◆ Requirement A
According to the text on Fundación Alternativas, in what year and city was the foundation created?
◆ Requirement B
Write out the passage of the Fundación Alternativas text word for word, starting with "- Estudios de" and going on through "Zapatero, among others.".

◆ Selected extract

Fundación Alternativas (Alternatives Foundation) is a Spanish progressive think tank created in 1997 in Madrid which aims to discuss issues of interest to citizens and act as a channel of political, social, economic and cultural thought. Although many members of its trustees and members of the board belong to the social-democratic Spanish Socialist Workers' Party, the Foundation has no legal or organizational relationship with this party.

Management Team:

- President: Manuel Gutiérrez Aragón
- Vicepresident: Diego López Garrido
- Honorary President: Pere Portabella
Fundación Alternativas comprises four independently working study sections:
- Laboratorio de Políticas Públicas (Public Policies Laboratory), whose director is Jesús Ruiz-Huerta and its coordinator is Marcel Muñoz Rodríguez, is configured as a meeting place, discussion and collaboration between universities, researchers, public authorities and anyone else interested in improving collective life. Its primary goal is to bring public policy under permanent scrutiny, to assess its suitability for the construction of an advanced society in terms of individual and collective freedoms, justice and social equity and economic progress.

- Observatorio de Política Exterior española (OPEX) (Alternatives Foundation's Observatory of Spanish Foreign Policy) whose director is Vicente Palacio. OPEX was established in October 2004 to refresh and promote Spain's foreign policy on all fronts: politics, security, economics and culture. The Observatory seeks to act as a center of study, debate and dissemination of Spanish foreign policy issues from a progressive standpoint. Spanish foreign policy is analyzed from a critical point of view, open to innovative approaches in the different geographical and thematic, bilateral and multilateral areas within the framework of Spain's membership in the European Union and its inclusion in the globalization process.

- Estudios de Progreso (Studies on Progress), a program on progress and proposals for social change by young researchers.

- Observatorio de Cultura y Comunicación (OCC-FA) (Observatory for Culture and Communication), a center of study, debate and proposals on current transformations of culture and communication, and public policies that affect them. Its coordinator is Clara Román Jiménez.

From its foundation date, its president was Victoria Camps until 2001, when she was succeeded by Pere Portabella. Its board of trustees includes Felipe González, Gregorio Peces-Barba, Joaquín Almunia, José Luis Rodríguez Zapatero, among others.

◆ Records
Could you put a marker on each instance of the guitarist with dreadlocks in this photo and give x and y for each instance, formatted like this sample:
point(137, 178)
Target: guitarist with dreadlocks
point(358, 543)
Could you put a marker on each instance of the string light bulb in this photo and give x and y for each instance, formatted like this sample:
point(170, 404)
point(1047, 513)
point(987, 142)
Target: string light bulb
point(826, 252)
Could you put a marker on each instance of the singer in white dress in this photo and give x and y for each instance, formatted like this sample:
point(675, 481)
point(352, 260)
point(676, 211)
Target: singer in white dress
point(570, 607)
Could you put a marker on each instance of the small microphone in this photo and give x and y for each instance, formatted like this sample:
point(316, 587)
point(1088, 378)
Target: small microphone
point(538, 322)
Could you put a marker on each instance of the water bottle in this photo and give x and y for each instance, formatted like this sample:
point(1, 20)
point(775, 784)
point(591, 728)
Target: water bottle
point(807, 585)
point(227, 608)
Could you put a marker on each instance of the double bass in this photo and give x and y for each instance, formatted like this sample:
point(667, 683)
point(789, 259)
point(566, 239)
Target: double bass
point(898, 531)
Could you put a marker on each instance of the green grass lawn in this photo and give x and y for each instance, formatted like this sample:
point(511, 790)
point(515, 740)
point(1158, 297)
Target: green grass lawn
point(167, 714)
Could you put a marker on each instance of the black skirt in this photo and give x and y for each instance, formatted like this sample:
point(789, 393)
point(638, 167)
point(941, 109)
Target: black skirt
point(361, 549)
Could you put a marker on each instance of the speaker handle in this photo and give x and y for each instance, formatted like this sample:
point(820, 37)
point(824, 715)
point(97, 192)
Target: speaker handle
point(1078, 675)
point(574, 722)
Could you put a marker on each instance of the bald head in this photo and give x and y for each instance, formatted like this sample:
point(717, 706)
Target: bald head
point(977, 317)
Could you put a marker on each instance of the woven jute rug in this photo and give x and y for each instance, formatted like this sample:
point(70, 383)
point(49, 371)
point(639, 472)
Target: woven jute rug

◆ Written solution A
It was created in 1997 in Madrid.

◆ Written solution B
- Estudios de Progreso (Studies on Progress), a program on progress and proposals for social change by young researchers.

- Observatorio de Cultura y Comunicación (OCC-FA) (Observatory for Culture and Communication), a center of study, debate and proposals on current transformations of culture and communication, and public policies that affect them. Its coordinator is Clara Román Jiménez.

From its foundation date, its president was Victoria Camps until 2001, when she was succeeded by Pere Portabella. Its board of trustees includes Felipe González, Gregorio Peces-Barba, Joaquín Almunia, José Luis Rodríguez Zapatero, among others.